Given problem | Write out word for word each line from the one containing "mark: the boy's eye, one point per instance" through the close of the listing, including both ends. Pictures do not belong in the copy.

Records from a collection
## Start
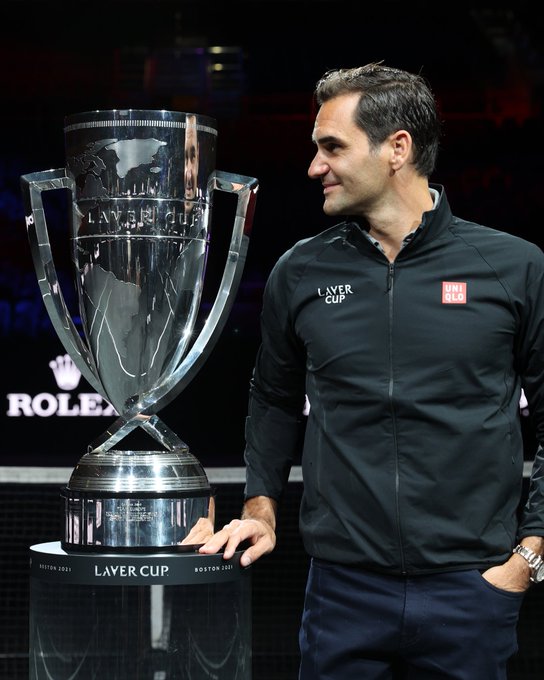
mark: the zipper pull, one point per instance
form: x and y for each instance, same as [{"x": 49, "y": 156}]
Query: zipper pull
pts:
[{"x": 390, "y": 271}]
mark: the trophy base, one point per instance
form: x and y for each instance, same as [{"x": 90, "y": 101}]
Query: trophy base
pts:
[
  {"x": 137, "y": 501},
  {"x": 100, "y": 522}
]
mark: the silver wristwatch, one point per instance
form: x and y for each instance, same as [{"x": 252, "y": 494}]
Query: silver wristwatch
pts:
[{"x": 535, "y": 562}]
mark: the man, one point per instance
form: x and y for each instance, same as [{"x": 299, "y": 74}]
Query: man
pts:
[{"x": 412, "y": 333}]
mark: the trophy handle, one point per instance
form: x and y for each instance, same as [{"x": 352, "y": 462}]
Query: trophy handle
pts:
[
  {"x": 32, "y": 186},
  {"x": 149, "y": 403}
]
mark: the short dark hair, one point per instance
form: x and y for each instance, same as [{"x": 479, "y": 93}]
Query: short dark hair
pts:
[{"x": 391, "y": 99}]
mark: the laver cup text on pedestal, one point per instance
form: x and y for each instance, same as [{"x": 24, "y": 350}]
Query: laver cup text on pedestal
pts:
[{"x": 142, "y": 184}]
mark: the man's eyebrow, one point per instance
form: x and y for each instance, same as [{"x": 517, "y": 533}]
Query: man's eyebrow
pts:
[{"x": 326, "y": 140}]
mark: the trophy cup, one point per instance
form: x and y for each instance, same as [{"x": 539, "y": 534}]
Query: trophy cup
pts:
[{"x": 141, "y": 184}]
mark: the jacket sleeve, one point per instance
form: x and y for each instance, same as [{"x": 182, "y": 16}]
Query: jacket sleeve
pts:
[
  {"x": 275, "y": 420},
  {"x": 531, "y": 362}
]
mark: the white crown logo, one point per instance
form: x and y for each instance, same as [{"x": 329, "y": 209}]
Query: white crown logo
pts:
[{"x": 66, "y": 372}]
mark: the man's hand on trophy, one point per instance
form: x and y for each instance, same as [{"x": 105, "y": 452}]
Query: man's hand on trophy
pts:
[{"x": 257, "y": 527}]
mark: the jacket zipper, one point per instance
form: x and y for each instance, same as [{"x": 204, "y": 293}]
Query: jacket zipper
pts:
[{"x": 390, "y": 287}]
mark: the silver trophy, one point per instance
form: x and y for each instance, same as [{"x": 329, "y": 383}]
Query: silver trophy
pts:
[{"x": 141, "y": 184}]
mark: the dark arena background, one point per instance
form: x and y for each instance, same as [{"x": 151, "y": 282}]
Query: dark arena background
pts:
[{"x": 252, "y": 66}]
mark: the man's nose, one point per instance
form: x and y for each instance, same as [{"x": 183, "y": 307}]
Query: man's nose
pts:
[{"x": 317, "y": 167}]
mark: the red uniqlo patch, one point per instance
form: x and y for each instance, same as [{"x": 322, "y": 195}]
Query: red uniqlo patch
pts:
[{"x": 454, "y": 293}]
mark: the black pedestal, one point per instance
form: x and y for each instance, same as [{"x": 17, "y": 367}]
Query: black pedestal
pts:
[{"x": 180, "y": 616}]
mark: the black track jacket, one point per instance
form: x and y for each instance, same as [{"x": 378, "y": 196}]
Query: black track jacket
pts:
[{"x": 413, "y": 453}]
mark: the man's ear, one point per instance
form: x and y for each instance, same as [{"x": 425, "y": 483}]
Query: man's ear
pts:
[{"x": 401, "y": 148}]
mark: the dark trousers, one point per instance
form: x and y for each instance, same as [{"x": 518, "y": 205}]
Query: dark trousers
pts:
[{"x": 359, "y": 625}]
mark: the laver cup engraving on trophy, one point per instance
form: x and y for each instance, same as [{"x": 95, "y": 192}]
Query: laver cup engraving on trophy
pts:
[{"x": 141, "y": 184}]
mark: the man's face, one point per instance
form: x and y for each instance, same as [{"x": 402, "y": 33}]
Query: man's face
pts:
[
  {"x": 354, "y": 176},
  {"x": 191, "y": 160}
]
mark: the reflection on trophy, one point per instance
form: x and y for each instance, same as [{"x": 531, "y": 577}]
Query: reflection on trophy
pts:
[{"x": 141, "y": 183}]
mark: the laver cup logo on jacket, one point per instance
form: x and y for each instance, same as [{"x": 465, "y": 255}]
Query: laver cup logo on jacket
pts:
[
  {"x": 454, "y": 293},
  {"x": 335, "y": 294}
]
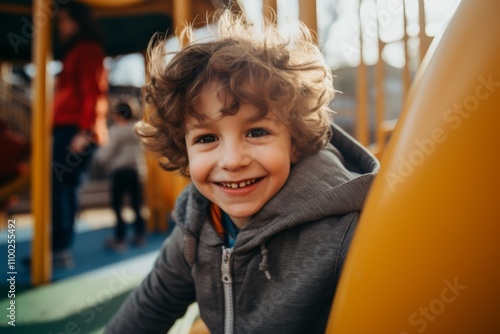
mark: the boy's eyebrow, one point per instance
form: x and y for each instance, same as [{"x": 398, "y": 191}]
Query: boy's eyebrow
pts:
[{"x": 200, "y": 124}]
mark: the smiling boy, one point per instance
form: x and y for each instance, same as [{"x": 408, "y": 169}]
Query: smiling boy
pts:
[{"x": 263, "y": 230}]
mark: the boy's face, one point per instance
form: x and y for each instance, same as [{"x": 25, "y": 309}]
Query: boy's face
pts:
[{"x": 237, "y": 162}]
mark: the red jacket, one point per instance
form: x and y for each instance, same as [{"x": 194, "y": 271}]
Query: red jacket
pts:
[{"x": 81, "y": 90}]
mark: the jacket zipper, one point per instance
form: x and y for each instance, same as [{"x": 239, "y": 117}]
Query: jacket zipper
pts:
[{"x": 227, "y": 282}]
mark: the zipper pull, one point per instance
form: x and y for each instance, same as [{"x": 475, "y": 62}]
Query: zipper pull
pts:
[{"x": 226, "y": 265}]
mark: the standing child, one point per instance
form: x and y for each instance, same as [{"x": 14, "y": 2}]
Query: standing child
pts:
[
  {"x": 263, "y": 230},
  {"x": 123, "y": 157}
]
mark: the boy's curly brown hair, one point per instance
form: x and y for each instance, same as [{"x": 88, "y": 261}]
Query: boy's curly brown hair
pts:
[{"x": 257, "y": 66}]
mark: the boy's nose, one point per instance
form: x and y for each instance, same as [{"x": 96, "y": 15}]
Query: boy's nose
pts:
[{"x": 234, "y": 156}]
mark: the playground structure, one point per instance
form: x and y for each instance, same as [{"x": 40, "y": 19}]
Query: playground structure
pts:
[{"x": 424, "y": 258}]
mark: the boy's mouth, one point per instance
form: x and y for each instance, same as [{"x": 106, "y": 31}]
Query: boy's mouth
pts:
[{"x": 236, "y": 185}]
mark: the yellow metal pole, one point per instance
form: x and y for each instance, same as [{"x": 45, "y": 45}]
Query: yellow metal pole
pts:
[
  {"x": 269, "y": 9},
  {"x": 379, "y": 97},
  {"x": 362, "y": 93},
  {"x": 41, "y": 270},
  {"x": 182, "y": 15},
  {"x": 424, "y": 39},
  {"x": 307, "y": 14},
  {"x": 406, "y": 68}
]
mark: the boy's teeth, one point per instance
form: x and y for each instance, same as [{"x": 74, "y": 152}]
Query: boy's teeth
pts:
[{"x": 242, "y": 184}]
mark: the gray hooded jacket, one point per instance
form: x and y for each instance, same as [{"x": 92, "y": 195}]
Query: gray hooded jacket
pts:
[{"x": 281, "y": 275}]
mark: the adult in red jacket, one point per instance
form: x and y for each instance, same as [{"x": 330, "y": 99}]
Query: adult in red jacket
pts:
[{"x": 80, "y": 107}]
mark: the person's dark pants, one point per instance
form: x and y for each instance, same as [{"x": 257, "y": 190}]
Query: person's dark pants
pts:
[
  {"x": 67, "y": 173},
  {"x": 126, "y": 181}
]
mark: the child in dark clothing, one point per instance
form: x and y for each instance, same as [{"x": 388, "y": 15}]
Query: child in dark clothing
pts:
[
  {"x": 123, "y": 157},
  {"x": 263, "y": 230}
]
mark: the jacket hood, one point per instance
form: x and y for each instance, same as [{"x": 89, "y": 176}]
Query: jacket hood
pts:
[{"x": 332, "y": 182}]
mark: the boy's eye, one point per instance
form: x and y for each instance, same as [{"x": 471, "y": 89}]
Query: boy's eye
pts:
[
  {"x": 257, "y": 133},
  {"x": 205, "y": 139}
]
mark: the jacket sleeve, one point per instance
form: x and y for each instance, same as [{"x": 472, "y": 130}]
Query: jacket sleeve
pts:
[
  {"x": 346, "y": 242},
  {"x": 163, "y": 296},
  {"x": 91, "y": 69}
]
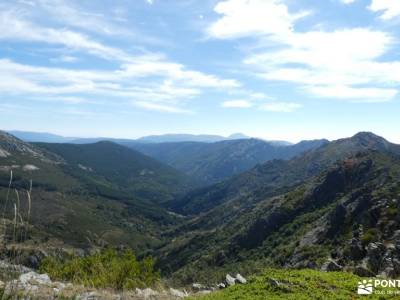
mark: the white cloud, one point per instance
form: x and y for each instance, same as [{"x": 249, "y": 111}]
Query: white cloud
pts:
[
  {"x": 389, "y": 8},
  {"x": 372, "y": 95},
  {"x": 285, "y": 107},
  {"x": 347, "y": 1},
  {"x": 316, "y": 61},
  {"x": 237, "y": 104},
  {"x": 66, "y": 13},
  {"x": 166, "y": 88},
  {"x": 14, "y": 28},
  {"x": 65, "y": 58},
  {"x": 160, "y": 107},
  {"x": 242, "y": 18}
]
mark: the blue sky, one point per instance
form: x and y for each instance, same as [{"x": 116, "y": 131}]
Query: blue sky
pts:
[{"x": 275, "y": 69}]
## End
Solution for this exercise |
mark: the boy's eye, one point per instance
form: x and y for each instance, same as [{"x": 471, "y": 89}]
Query: boy's eye
pts:
[
  {"x": 257, "y": 133},
  {"x": 205, "y": 139}
]
mark: the jacket sleeve, one point per instance
form: x and y for each instance, same as [{"x": 472, "y": 130}]
Query: jacket sleeve
pts:
[
  {"x": 346, "y": 242},
  {"x": 163, "y": 296},
  {"x": 91, "y": 69}
]
mark: the white cloud, one point per instance
form: x and y for each instance, same as [{"x": 249, "y": 111}]
Query: white cloud
pts:
[
  {"x": 389, "y": 8},
  {"x": 372, "y": 95},
  {"x": 285, "y": 107},
  {"x": 347, "y": 1},
  {"x": 316, "y": 61},
  {"x": 237, "y": 104},
  {"x": 66, "y": 13},
  {"x": 166, "y": 88},
  {"x": 14, "y": 28},
  {"x": 65, "y": 58},
  {"x": 160, "y": 107},
  {"x": 242, "y": 18}
]
mark: the blue sky, one point per instance
form: x and y for each instance, same as [{"x": 116, "y": 131}]
Query: blue sky
pts:
[{"x": 275, "y": 69}]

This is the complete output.